#### [TEXT SHOWN]
EM: That’s good, can you tell me more about the things you used to do with your kids in Aurora, did they play sports? Things like that.
BG: Yes we used to go skating in the arena, and they used to have outdoor, well they still do, outdoor skating rinks in Aurora and I bought a snowmobile back in 1974 when the twins were 10 years old then and I used to take them back through up over the railroad tracks to the old CNR tracks at the end of Cousins Drive there. And I’d take them at night or in the daytime we used to have a lot of time. And then one time, lots of times, when the snow was deep, we used to tie a toboggan behind the car and go up and down the streets of which you could not do that today for sure. But those were the good times and we had great great neighbours and we used to have corn roasts and parties and stuff. We had a big garden on Cousins Drive and we grew a lot of vegetables, beans and carrots and beets and corn. We used to have quite a bit of corn. But we had Sheppard’s Bush which was not too far from where we lived and the raccoons used to come in at night and help themselves to the corn before we did, we finally got used to them. We had a lot of fun with the kids and then enjoyed going to school, they went to the Wells Street School which was only a few blocks from where we lived and that school now is being changed to a condominiums its all being rebuilt for condominiums. But we had a lot a lot of fun with the kids and we used to rent a place at Lake St. Peter and take them up there for 2 weeks in the summer time on this lake we had lotsa fun with them swimming and boating. And that’s where they learned how to swim and have fun and enjoy life.
EM: And, I think my last question for you is what is your most memorable moment of life in Aurora that you can think of right now? I’m sure there are lots.
BG: Oh yes. To think back on all the years I’ve been here my wife and I had, have had, lovely lovely time. We used to do a lot of travelling all, all through the Europe, and England, and Ireland, Scotland, and out West and we travelled after I retired to the year 2000. We used to do as I say, travel, and all our kids were healthy and we really enjoyed everyone of them. But there was a little downfall we had our Nancy, which was our third daughter, she had brain cancer, and she died when she was 46 years old but she was a great gal and had three lovely granddaughters that she left for us and are great gals today. So life was very very good for the Gilberts in Aurora. I can’t help but think of the good time, and with my wife being gone now for 4 years, it’s hard, life goes on. Being here at Hollandview is a great great place to be. This is 5 years now I’ve been here and I just live day by day for it and love to see what’s gonna happen the next day. And everybody is just great.
EM: That’s wonderful.
BG: Yea, it’s a great great privilege, and I can’t say more for Hollandview because my, my two of my daughters brought my wife and I over here five years ago and said now, Bud and June you’d sure like it here and we sure did and we looked at it and we put our condominium up for sale and did a big move and we never looked back. And my wife said “this is home” and she was very happy here. However, as I say, life goes on, and up, it was a real privilege. So I thank you very much for.
EM: Thank you very much for sharing all this with us. Really great stories, it sounds like you had a very full life.
BG: Yea that’s true, and as I say, I tell people here live day by day because you never know what the next days gonna bring. Boy oh boy. I’m 86 now and I’ll be 87 on November the 30th so, as I say, It’s great, very great. Thank you ever so much.

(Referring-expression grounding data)
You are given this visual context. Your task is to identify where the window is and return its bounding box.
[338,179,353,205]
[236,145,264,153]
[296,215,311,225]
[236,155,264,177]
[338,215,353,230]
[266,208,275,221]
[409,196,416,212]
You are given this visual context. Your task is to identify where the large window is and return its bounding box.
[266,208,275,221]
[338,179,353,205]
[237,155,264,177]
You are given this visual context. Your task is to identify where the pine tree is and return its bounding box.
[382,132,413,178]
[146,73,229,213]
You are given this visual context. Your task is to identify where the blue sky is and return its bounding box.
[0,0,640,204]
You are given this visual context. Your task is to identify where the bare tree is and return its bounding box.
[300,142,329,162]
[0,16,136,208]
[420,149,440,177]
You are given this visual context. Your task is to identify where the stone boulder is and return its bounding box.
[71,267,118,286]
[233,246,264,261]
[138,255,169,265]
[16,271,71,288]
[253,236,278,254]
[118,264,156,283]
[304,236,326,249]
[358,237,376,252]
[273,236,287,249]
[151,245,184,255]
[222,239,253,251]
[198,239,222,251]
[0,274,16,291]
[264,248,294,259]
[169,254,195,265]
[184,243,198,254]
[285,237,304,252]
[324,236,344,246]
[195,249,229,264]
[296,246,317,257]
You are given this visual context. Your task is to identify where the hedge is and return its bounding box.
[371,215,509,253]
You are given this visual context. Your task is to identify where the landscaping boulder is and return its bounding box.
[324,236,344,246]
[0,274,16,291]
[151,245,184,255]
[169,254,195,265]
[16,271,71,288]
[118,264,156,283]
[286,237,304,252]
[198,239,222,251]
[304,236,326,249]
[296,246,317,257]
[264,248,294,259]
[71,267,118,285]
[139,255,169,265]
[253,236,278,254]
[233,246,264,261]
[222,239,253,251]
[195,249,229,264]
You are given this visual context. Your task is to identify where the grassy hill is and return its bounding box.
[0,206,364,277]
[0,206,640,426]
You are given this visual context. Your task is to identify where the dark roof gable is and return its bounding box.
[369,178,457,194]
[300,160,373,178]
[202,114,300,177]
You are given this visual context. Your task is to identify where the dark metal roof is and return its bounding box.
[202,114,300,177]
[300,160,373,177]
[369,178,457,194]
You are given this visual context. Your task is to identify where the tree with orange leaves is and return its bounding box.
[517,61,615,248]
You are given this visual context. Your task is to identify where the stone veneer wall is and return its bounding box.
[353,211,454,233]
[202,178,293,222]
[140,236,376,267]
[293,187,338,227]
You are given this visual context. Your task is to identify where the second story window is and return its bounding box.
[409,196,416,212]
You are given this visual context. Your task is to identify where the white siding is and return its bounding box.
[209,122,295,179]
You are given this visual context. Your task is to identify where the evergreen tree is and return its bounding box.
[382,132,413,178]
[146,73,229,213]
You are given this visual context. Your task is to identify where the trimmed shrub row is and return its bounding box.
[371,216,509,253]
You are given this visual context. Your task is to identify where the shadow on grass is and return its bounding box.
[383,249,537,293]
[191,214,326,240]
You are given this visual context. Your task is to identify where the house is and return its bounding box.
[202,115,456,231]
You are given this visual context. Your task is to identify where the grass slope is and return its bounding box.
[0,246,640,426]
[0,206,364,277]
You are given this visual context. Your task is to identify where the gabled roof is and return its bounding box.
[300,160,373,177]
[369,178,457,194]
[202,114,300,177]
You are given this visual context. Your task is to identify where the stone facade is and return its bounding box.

#### [WHAT YOU NEED TO DO]
A) From the interview transcript, list every vegetable that BG names as grown in the garden on Cousins Drive.
B) Reproduce the interview transcript starting with "BG: Yea, it’s" and going on through "very much for.", swapping "wife" for "spouse".

#### [EXERCISE RESPONSES]
A) Beans, carrots, beets, corn

B)
BG: Yea, it’s a great great privilege, and I can’t say more for Hollandview because my, my two of my daughters brought my spouse and I over here five years ago and said now, Bud and June you’d sure like it here and we sure did and we looked at it and we put our condominium up for sale and did a big move and we never looked back. And my spouse said “this is home” and she was very happy here. However, as I say, life goes on, and up, it was a real privilege. So I thank you very much for.